_PROMPT_. Start to finish, print the data below exactly, without the images.

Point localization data
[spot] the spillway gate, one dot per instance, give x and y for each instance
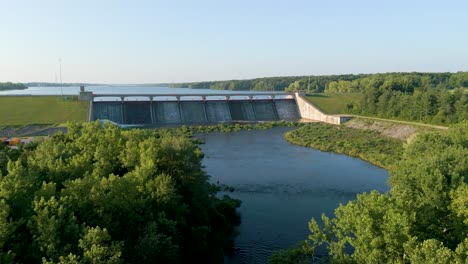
(164, 109)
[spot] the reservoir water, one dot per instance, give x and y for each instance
(112, 89)
(282, 186)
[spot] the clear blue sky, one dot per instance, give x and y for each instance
(132, 41)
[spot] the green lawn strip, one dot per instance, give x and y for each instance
(333, 103)
(364, 144)
(24, 110)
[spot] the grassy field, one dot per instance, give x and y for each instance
(23, 110)
(333, 103)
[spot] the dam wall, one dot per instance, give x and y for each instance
(311, 112)
(169, 112)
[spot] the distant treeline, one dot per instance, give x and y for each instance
(316, 83)
(48, 84)
(405, 82)
(12, 86)
(437, 106)
(402, 82)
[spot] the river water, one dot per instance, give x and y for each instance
(282, 186)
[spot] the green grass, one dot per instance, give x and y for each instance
(333, 103)
(364, 144)
(23, 110)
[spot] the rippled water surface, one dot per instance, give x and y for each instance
(282, 186)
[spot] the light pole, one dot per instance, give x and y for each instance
(61, 84)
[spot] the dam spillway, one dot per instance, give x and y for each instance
(202, 109)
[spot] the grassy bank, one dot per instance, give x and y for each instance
(333, 103)
(23, 110)
(367, 145)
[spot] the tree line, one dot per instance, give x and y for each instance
(405, 82)
(103, 195)
(316, 83)
(436, 106)
(422, 219)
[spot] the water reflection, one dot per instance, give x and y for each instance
(282, 186)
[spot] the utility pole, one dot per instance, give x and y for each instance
(61, 84)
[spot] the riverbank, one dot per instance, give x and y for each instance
(367, 145)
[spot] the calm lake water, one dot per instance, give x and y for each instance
(282, 186)
(111, 89)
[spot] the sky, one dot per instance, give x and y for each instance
(133, 41)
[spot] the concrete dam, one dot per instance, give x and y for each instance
(193, 109)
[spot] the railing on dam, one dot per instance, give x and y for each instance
(167, 109)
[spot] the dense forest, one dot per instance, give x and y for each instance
(438, 98)
(12, 86)
(317, 83)
(405, 82)
(423, 219)
(103, 195)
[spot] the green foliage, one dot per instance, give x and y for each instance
(12, 86)
(366, 145)
(290, 84)
(421, 220)
(22, 110)
(103, 195)
(294, 255)
(424, 105)
(334, 103)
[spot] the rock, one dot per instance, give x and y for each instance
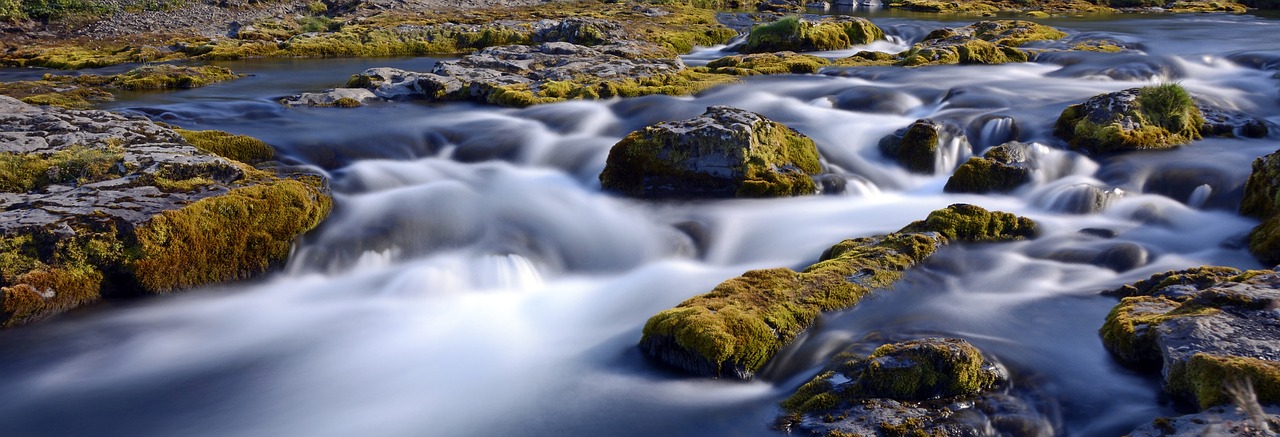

_RESPONSE AREA_.
[spot] the spillway gate, one dot per instance, give x and y for each instance
(164, 109)
[spot] the reservoir water, one dot per instance, give x and y for each instance
(112, 89)
(282, 186)
[spot] the clear blue sky, one dot per instance, give x and y for each instance
(132, 41)
[spot] the green lawn strip, one dot per instance, give x and y for each instance
(333, 103)
(364, 144)
(24, 110)
[spot] the grassy field, one dot per instance, give x and y for each instance
(23, 110)
(333, 103)
[spot] the dam wall, one dot per instance, give x and y for each instance
(311, 112)
(169, 112)
[spot] the distant treeline, one dot per instance, give x and y for each instance
(316, 83)
(48, 84)
(405, 82)
(12, 86)
(437, 106)
(402, 82)
[spot] the river water, one dot per instance, give x and y for each instance
(282, 186)
[spot] the green grass, one dot per instance, give x and y for each instance
(333, 103)
(364, 144)
(23, 110)
[spot] the rippled water surface, one dot per instance, give x and y for each instance
(282, 186)
[spot] the light pole, one dot per instance, give x and y for each instance
(61, 84)
[spot] the dam spillway, one dot per instance, give x and y for each instance
(202, 109)
[spot] the grassy bank, one dot per instance, give x and y for each instance
(333, 103)
(23, 110)
(367, 145)
[spot] the tree line, one dot per instance, give x and y for each instance
(405, 82)
(103, 195)
(316, 83)
(436, 106)
(422, 219)
[spot] the water reflection, one dot per instance, give x and y for each instance
(282, 186)
[spot] the utility pole, one dot per instance, give x and y for each instance
(61, 84)
[spot] the riverbank, one dot per instance, give x and y for each instance
(367, 145)
[spot] the calm lake water, one dot per instance, give x and y for each instance
(282, 186)
(111, 89)
[spot] the sky, one dot per instance, give x and y for each instance
(133, 41)
[spot] the concrete dam, one dot per instance, give x and y for each instance
(193, 109)
[spot] the railing on dam, one dot per instance, give x and y for each instance
(167, 109)
[spot] the dense forest, one dot per instance, give x and y for each instance
(438, 98)
(12, 86)
(317, 83)
(405, 82)
(423, 219)
(103, 195)
[spot] the green foliage, one dot per instance, give x and y for each instance
(12, 86)
(366, 145)
(290, 84)
(421, 220)
(22, 110)
(103, 195)
(294, 255)
(424, 105)
(334, 103)
[spot] the rock, one dot per instance, give x and y for each instance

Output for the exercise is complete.